Items from a dataset
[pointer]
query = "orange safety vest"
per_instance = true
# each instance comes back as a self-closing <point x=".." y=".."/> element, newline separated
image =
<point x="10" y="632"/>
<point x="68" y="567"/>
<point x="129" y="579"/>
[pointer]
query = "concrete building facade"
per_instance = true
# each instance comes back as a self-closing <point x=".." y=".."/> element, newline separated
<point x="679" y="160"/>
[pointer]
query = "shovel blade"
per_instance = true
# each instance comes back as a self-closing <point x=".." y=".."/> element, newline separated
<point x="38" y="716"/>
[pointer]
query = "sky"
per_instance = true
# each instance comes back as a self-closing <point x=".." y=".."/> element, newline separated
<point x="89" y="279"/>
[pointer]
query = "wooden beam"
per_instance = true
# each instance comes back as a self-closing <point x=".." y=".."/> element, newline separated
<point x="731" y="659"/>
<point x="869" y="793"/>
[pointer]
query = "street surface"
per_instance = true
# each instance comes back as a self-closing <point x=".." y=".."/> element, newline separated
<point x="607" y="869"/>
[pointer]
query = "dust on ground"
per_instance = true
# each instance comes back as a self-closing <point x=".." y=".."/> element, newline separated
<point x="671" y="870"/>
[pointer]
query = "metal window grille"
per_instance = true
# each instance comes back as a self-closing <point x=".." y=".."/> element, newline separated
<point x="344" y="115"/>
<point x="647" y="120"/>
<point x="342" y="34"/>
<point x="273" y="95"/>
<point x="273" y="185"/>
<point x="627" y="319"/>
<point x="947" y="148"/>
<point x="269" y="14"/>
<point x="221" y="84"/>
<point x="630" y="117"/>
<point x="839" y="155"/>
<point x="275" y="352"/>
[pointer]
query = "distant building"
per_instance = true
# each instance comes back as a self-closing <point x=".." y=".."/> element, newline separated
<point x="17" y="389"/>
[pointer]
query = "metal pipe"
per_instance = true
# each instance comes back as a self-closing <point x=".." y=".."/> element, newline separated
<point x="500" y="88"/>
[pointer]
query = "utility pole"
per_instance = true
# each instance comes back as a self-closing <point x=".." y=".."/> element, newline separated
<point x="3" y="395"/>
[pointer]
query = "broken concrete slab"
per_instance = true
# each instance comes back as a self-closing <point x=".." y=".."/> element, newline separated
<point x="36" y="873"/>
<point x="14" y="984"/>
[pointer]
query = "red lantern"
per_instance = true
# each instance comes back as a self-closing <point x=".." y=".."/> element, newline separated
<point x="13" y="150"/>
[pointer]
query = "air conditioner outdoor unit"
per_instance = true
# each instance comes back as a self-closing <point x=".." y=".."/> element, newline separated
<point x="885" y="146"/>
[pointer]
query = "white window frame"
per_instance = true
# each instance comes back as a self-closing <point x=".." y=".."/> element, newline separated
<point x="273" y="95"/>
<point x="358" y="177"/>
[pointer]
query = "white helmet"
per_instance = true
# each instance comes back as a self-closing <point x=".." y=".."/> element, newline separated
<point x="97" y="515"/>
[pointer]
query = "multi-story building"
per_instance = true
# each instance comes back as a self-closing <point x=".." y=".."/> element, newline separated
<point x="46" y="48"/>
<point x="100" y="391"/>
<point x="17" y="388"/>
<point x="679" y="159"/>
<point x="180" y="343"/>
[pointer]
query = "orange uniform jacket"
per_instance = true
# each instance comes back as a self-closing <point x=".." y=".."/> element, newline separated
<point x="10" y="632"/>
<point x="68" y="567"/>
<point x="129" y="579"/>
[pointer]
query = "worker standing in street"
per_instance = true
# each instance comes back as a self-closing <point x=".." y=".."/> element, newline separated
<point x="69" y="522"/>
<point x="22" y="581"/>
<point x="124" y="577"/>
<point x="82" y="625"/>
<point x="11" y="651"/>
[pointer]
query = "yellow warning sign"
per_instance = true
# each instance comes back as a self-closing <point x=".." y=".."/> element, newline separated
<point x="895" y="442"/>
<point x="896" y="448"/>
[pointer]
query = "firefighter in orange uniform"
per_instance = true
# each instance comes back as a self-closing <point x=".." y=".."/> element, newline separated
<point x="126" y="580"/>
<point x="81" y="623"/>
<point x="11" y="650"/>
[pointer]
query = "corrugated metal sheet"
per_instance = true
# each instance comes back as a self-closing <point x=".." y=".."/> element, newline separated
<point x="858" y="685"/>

## The exercise
Restate the listing in full, word for word.

## Task result
[pointer]
query = "orange safety vest"
per_instance = true
# each instance comes back as a self-closing <point x=".." y=".."/> element, newline separated
image =
<point x="10" y="632"/>
<point x="68" y="567"/>
<point x="129" y="579"/>
[pointer]
query = "concrete building facade"
per_instance = true
# each instance comes back as a self-closing <point x=".." y=".."/> element, newline separated
<point x="679" y="160"/>
[pointer]
query = "shovel blade"
per_instance = true
# each instance comes back as a self-closing <point x=".." y=".."/> element, newline separated
<point x="38" y="716"/>
[pointer]
query = "sky"
per_instance = true
# each instance comes back as a self-closing <point x=".." y=".."/> element, newline separated
<point x="89" y="279"/>
[pointer]
query = "wooden beam"
per_instance = true
# each instance comes back as a self-closing <point x=".." y=".."/> element, newline separated
<point x="731" y="659"/>
<point x="869" y="793"/>
[pointer]
query = "street surface"
per_instance = true
# each instance comes back as a self-closing <point x=".." y=".."/> element, newline separated
<point x="607" y="869"/>
[pointer]
query = "dust on ground"
per_instance = true
# each instance comes back as a self-closing <point x=".." y=".."/> element, newline separated
<point x="671" y="870"/>
[pointer]
query = "metal window grille"
per_instance = true
# each instance comes back as a self-closing <point x=".." y=".."/> element, newline separated
<point x="344" y="115"/>
<point x="647" y="120"/>
<point x="342" y="34"/>
<point x="273" y="95"/>
<point x="273" y="185"/>
<point x="627" y="319"/>
<point x="947" y="148"/>
<point x="269" y="14"/>
<point x="221" y="84"/>
<point x="630" y="117"/>
<point x="839" y="155"/>
<point x="275" y="352"/>
[pointer]
query = "distant building"
per_instance = true
# each instance comes back as a self-closing <point x=".." y=".."/> element, newline separated
<point x="17" y="389"/>
[pointer]
query = "metal pipe"
per_instance = true
# each instance comes back as a self-closing <point x=".." y=".."/> element, newline separated
<point x="500" y="88"/>
[pointer]
query = "utility pole"
per_instance = true
# each instance comes back as a self-closing <point x=".." y=".."/> element, newline separated
<point x="3" y="395"/>
[pointer]
query = "broken concrete slab"
per_instance = true
# each instance comes back as a self-closing <point x=".." y=".."/> element, newline separated
<point x="36" y="873"/>
<point x="14" y="984"/>
[pointer]
query = "red lantern"
per_instance = true
# each instance comes back as a self-closing <point x=".." y=".."/> element, newline separated
<point x="13" y="150"/>
[pointer]
query = "air conditioner outdoor unit"
per_instance = true
# each instance comes back as a self-closing <point x=".." y=".."/> element, newline separated
<point x="885" y="146"/>
[pointer]
query = "white window frame"
per_instance = true
# each instance comes back as a self-closing <point x=".." y=".."/> element, newline separated
<point x="273" y="95"/>
<point x="358" y="177"/>
[pointer]
query = "white helmet"
per_instance = true
# each instance comes back as a self-closing <point x=".." y=".."/> element, newline separated
<point x="97" y="515"/>
[pointer]
query = "multi-story building"
per_instance = true
# each instance comes back as a self-closing <point x=".." y=".."/> element, newline separated
<point x="46" y="48"/>
<point x="100" y="391"/>
<point x="17" y="388"/>
<point x="679" y="159"/>
<point x="180" y="343"/>
[pointer]
query = "orange uniform jacket"
per_instance = true
# each instance comes back as a self-closing <point x=".." y=".."/> element, newline separated
<point x="10" y="632"/>
<point x="68" y="567"/>
<point x="129" y="579"/>
[pointer]
query = "worker standing in street"
per_instance = true
# each instance comes back as a self-closing <point x=".." y=".."/> element, newline separated
<point x="69" y="522"/>
<point x="22" y="581"/>
<point x="124" y="577"/>
<point x="82" y="625"/>
<point x="11" y="651"/>
[pointer]
query = "yellow warning sign"
per_instance = true
# each instance comes back as a self-closing <point x=".." y=".."/> element, newline separated
<point x="895" y="442"/>
<point x="896" y="448"/>
[pointer]
query = "firefighter in orange uniform"
per_instance = true
# each instance comes back as a self-closing <point x=".." y=".."/> element, newline separated
<point x="126" y="580"/>
<point x="81" y="623"/>
<point x="11" y="650"/>
[pointer]
query = "corrugated metal sheet"
per_instance = true
# each instance comes back as a self-closing <point x=".." y=".."/> element, newline separated
<point x="858" y="685"/>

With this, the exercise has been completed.